Excerpted passage:
= = =

DAI Liquidation - Compensation

Keep in mind users lost more than the 8% liquidation penalty. Collateral was seized at an incorrect price.


Yes this is 100%. While some dilly dally about compensation - the truth is investors got screwed. If you don’t compensate them to some degree they will leave en masse - all investment banks compensate investors to some degree-willingly or not- when they fk them over. If there isn’t some restitution then compound as an exchange will shrivel up


No it was not fair. It was not the market price. It was an outlier that should have never been published. Further, it should have never been used to trigger liquidations or price the collateral that was being seized. In fact, Coinbase Oracle promised three layers of defense to guard against publishing prices that did not reflect market value, including off-chain filtering. All failed.

Data quality

For an oracle to provide a reliable price feed it is important to address various scenarios in which a data point to be signed does not reflect an actual market price of an asset. There are three layers in the Coinbase price oracle architecture designed to solve this:

  1. Price source . We use the Coinbase Pro API as the source of the price data. Coinbase Pro is one of the most liquid crypto-exchanges in the world. There is already an ecosystem of oracles, market makers and traders that rely on an accurate data feed provided by the Pro API. As such, Coinbase is making continuous investments in the quality of the API itself, as well as the market, as measured by liquidity.
  2. Off-chain filtering . The Coinbase price oracle implements a filtering mechanism that rejects data points that significantly deviate from the expected volatility of each asset.
  3. On-chain filtering. Compound open oracle’s contract implements concepts of an ‘anchor’ source. Data points that significantly deviate from the last price reported by the anchor source are rejected.

= = =

Goal A:
In the post on DAI liquidation compensation, what does the Coinbase price oracle use as its source of price data?
Goal B:
Extend the post on DAI liquidation compensation with a further passage that picks up after its final sentence.

Dataset entries:
= = =

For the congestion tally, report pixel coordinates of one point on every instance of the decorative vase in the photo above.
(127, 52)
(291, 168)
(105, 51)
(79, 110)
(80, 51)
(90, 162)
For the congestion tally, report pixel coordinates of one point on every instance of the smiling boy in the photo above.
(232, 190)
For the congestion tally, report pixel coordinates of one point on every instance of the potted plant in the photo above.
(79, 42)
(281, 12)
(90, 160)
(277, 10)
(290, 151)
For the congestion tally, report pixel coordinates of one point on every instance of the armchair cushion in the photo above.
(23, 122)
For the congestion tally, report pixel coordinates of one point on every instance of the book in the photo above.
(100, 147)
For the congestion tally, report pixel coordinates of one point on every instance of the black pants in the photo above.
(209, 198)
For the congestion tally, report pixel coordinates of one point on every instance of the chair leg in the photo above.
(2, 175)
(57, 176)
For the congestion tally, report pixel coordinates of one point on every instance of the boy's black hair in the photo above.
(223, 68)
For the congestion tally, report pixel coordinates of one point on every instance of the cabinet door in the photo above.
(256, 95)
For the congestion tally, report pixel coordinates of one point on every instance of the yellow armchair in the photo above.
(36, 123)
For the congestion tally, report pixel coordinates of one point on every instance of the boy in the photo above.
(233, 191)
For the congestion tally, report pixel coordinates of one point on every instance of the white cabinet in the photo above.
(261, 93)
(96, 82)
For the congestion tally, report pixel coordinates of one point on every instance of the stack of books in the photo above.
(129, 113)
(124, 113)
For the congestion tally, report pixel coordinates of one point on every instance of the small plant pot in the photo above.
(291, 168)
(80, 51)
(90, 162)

= = =

Exercise result A:
The Coinbase Pro API.

Exercise result B:
No, users were specifically told by the Compound UI that 80% borrowing power was safe. Furthermore, users had every indication that the contracts had undergone audit and had been battle tested for months, and would not be subject to faulty price feeds. I don’t believe the Compound engineers were aware of this risk themselves. If the expectation is that users should understand the risks of a protocol better than the people that built it, well that is frankly preposterous. I believe the fact that there are discussions of hardening the protocol indicate that there is an admission of improper risk currently in the protocol.

I’ll admit we don’t deserve compensation, but at the same time, Compound does not deserve trust if they do not make some effort to admit fault and mitigate impact. Most if not all businesses and DeFi communities go out of their way to mitigate impact when there is a hack/exploit resulting in loss of user funds. Why would Compound buck this trend?

Take the market value for the collateral seized minus the true market value for the DAI repayment in all liquidation events (with DAI being worth 1.03). You have your answer for the loss. Whether it’s shared partially or fully repaid is up to the community.

Reserves first makes sense since that was explicitly allocated for “insurance.” COMP to fill in any any gaps makes sense as well.

No, I don’t believe it does create a new social contract that doesn’t already exist. It seems to be already implied through the setting aside of reserves as insurance, that the protocol would use its resources to mitigate the impact of an incident. I anticipate compensation would allow Compound to retain trust and users.


I would like to highlight this point. The reserves are there for a reason and this is undeniably it. We the voters are here for a reason and this is undeniably it.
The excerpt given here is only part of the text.